DATA FOR PROCESSING:
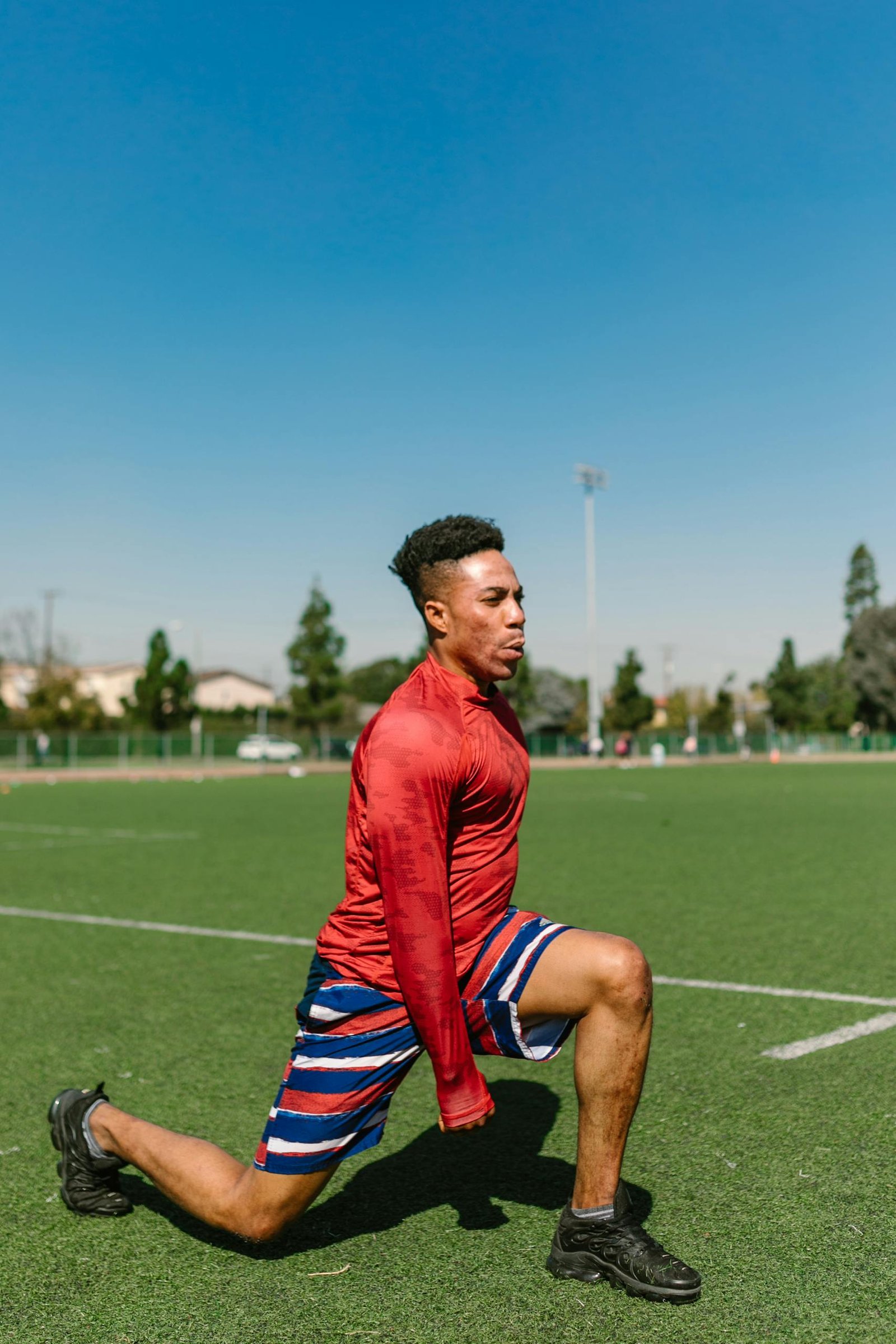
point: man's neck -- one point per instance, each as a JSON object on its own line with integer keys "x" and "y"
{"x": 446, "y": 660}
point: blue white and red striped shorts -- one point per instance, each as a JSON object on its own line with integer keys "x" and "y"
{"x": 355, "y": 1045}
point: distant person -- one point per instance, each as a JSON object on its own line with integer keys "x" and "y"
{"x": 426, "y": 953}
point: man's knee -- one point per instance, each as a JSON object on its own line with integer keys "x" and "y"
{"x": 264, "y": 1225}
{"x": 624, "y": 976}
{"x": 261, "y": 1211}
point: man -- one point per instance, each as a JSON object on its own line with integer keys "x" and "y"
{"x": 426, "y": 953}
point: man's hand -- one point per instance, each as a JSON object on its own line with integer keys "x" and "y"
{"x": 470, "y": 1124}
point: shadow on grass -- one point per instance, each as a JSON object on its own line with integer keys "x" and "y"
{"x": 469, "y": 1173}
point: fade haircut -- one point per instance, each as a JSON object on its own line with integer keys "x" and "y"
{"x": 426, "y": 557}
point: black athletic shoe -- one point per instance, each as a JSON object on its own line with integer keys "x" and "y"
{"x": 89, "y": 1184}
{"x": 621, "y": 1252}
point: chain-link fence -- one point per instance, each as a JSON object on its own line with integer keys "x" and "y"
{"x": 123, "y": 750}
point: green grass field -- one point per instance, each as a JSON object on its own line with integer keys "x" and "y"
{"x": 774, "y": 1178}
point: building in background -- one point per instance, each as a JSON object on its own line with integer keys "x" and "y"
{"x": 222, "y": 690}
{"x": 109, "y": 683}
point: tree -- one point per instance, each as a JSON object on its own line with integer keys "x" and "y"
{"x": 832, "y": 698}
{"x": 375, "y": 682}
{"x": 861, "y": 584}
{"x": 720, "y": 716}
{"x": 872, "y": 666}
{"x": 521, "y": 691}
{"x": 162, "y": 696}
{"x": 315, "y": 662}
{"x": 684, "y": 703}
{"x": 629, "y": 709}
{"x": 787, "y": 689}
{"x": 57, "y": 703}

TASK DESCRIPTION:
Write out the entire listing above line for line without changing a character, and leave the pictures out.

TASK RESPONSE:
point: man's neck -- one point per instance, each as a JSON object on its own line with integer keys "x" and "y"
{"x": 446, "y": 660}
point: blue white and red striped shorts -- one point per instance, each as a JSON object on its own line with integer keys "x" and "y"
{"x": 355, "y": 1045}
point: distant person -- one point per instance, each as a JSON object on its own line with integer keys "x" and "y"
{"x": 426, "y": 953}
point: man's knee -- one point per instance, each as a JSON object on its own line with integer keys "x" and "y"
{"x": 264, "y": 1225}
{"x": 624, "y": 976}
{"x": 261, "y": 1211}
point: man -- one point per instance, each as a JSON object on its own line with integer keys "x" and "y"
{"x": 426, "y": 953}
point: man's hand -- one point per instance, each as a JSON object on its own line with integer keys "x" and "y"
{"x": 470, "y": 1124}
point: shadow on grass -- one point per instance, each as a JSON object on its own line with integer keys "x" and "y"
{"x": 469, "y": 1173}
point: fade haircut -- one point per instance, each as a JSON object on its own line with integer keys "x" and "y"
{"x": 426, "y": 557}
point: black athletic shoe -- one point per instance, each as a JSON object on its own line with integer keys "x" and "y"
{"x": 89, "y": 1184}
{"x": 621, "y": 1252}
point: chain-link fence -- one point per instance, each as a JSON object on its own line with integer keys "x" and "y"
{"x": 123, "y": 750}
point: green grass field -- one point per instance, each as a JSON object on its own line with integer keys "x" and "y"
{"x": 774, "y": 1178}
point: building in background -- one point per instance, each as a JSON object on its own line with integer keys "x" and "y"
{"x": 222, "y": 690}
{"x": 109, "y": 683}
point: tree -- one point per instance, each as a JSON object on its own line with integer keys "x" and "y"
{"x": 832, "y": 698}
{"x": 375, "y": 682}
{"x": 861, "y": 584}
{"x": 720, "y": 716}
{"x": 872, "y": 666}
{"x": 521, "y": 691}
{"x": 162, "y": 696}
{"x": 315, "y": 662}
{"x": 684, "y": 703}
{"x": 629, "y": 709}
{"x": 787, "y": 689}
{"x": 57, "y": 703}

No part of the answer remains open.